- Exercise instructions
What follows is a listing; give it again exactly, in its entirety.

================

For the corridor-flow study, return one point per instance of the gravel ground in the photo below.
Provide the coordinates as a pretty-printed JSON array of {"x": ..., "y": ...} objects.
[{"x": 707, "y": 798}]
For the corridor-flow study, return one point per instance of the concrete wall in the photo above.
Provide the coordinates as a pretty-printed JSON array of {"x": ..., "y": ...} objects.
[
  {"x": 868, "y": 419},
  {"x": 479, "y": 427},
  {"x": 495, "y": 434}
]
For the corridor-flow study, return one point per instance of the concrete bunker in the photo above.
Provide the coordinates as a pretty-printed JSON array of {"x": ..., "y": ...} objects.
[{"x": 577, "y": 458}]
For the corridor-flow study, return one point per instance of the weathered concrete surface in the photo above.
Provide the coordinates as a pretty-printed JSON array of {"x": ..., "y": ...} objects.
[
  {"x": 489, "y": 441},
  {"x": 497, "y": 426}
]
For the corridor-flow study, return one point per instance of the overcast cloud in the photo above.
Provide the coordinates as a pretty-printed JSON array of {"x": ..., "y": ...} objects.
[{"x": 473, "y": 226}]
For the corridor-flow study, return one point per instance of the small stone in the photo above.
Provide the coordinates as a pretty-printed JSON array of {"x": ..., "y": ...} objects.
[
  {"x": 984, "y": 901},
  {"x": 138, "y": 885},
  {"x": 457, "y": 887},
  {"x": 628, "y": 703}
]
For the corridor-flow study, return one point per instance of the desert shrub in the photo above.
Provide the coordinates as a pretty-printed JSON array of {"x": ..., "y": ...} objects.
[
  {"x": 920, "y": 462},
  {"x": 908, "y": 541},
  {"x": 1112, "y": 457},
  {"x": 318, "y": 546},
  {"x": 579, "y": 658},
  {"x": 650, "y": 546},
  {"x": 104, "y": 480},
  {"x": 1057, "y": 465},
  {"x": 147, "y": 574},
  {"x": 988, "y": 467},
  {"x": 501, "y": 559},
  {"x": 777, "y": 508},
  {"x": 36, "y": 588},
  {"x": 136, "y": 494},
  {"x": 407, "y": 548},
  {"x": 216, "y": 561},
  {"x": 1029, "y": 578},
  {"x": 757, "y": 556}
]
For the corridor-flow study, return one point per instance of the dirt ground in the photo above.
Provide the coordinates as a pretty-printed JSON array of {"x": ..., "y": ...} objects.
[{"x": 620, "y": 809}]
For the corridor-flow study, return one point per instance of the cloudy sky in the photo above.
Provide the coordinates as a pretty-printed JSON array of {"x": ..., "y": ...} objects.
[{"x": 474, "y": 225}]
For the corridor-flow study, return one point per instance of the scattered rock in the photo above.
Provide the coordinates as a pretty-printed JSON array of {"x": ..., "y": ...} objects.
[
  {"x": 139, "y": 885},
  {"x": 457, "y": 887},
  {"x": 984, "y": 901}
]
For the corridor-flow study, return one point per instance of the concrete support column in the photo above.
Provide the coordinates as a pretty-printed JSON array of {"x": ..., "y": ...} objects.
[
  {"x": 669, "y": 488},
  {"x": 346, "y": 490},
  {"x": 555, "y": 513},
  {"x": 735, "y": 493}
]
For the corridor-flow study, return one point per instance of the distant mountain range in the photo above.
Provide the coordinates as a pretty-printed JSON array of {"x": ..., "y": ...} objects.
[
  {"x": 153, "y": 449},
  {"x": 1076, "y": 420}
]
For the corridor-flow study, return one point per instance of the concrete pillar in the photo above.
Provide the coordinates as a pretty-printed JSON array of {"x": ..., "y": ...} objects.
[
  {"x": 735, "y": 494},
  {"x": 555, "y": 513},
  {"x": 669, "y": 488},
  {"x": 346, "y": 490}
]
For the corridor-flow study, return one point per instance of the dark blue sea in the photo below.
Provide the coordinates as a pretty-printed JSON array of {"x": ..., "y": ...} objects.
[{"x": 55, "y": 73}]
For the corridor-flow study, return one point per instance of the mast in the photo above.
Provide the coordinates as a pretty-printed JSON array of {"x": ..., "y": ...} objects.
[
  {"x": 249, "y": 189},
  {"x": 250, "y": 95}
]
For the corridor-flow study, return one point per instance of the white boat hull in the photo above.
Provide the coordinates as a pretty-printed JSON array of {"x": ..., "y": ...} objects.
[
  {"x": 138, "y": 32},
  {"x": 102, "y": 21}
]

================

- Reply
For the corridor-flow study, return one point per instance of the gravel ground in the photo below.
Provide the coordinates as a pretty-printed JSON array of {"x": ..., "y": ...} objects.
[{"x": 707, "y": 798}]
For the corridor-flow study, return one point per instance of the concrete wall in the photo above.
Provide the coordinates as a pretty-printed JSON array of {"x": ..., "y": ...} objects.
[
  {"x": 868, "y": 419},
  {"x": 479, "y": 427},
  {"x": 495, "y": 434}
]
For the corridor-flow study, return one point per instance of the concrete bunker in the photo above.
Provide the coordinates as a pretty-printed JSON array of {"x": ..., "y": ...} objects.
[{"x": 577, "y": 458}]
For the corridor-flow study, return one point per instance of the weathered concrete surface in the photo above.
Provide the coordinates as a pretty-printed JSON array of {"x": ..., "y": ...} objects.
[
  {"x": 489, "y": 441},
  {"x": 497, "y": 426}
]
For the corridor-flow study, return one point per instance of the overcast cloud in the photo above.
Provide the coordinates as a pretty-printed JSON array of {"x": ..., "y": ...} objects.
[{"x": 473, "y": 226}]
For the corridor-flow study, return one point per instance of the small stone in the photo above.
Provide the coordinates as a pretty-printed JSON array of {"x": ..., "y": ...} objects.
[
  {"x": 984, "y": 901},
  {"x": 138, "y": 885},
  {"x": 457, "y": 887},
  {"x": 628, "y": 703}
]
For the corridor-flow study, return one point per instance of the desert shrub in the photo above.
Provide the coordinates as a pretty-printed JSON array of {"x": ..., "y": ...} objects.
[
  {"x": 920, "y": 462},
  {"x": 908, "y": 541},
  {"x": 1112, "y": 457},
  {"x": 318, "y": 546},
  {"x": 579, "y": 658},
  {"x": 650, "y": 546},
  {"x": 104, "y": 480},
  {"x": 1057, "y": 465},
  {"x": 147, "y": 574},
  {"x": 988, "y": 467},
  {"x": 501, "y": 559},
  {"x": 777, "y": 508},
  {"x": 36, "y": 588},
  {"x": 136, "y": 494},
  {"x": 407, "y": 548},
  {"x": 216, "y": 561},
  {"x": 1029, "y": 578},
  {"x": 757, "y": 556}
]
For the corridor-flow study, return one point per instance of the dirt ground in the photo above.
Provide the coordinates as a pretty-printed JSON array of {"x": ..., "y": ...} objects.
[{"x": 620, "y": 809}]
For the corridor-flow study, return one point per instance of the cloudy sky in the photo above.
Provide the coordinates as a pretty-printed JSON array of {"x": ..., "y": ...} objects.
[{"x": 474, "y": 225}]
For the corridor-flow study, return one point per instance of the scattered rock in the photo above.
Provide the coordinates as a pretty-printed JSON array of {"x": ..., "y": ...} objects.
[
  {"x": 139, "y": 885},
  {"x": 457, "y": 887},
  {"x": 984, "y": 901}
]
For the corridor-flow study, return one point per instance of the concrete support column in the photo above.
Provide the coordinates as a pretty-printed JSON array of {"x": ..., "y": ...} objects.
[
  {"x": 669, "y": 488},
  {"x": 346, "y": 490},
  {"x": 555, "y": 513},
  {"x": 735, "y": 493}
]
For the corridor-flow study, return one point per instance of the distant mountain range in the photo above.
Provide the coordinates as a pretty-printed JSON array of {"x": ..., "y": ...} objects.
[
  {"x": 153, "y": 449},
  {"x": 1076, "y": 420}
]
For the corridor-flow study, return one point per instance of the concrete pillar in the photo above.
Provide the coordinates as a pretty-printed JSON array of {"x": ..., "y": ...} objects.
[
  {"x": 735, "y": 494},
  {"x": 555, "y": 513},
  {"x": 669, "y": 488},
  {"x": 346, "y": 490}
]
For the corridor-flow study, return one point per instance of the dark blue sea in the photo below.
Provide the coordinates as a pretty-printed JSON array of {"x": ..., "y": ...} objects.
[{"x": 55, "y": 73}]
For the corridor-flow study, return one point per instance of the mast in the photo above.
Provide the coordinates as a pretty-printed JSON array of {"x": ..., "y": ...} objects.
[
  {"x": 249, "y": 189},
  {"x": 250, "y": 95}
]
For the corridor-flow study, return one point per instance of the white boat hull in the photo above.
Provide the coordinates as a pretty-printed JSON array of {"x": ..., "y": ...} objects.
[
  {"x": 138, "y": 32},
  {"x": 102, "y": 21}
]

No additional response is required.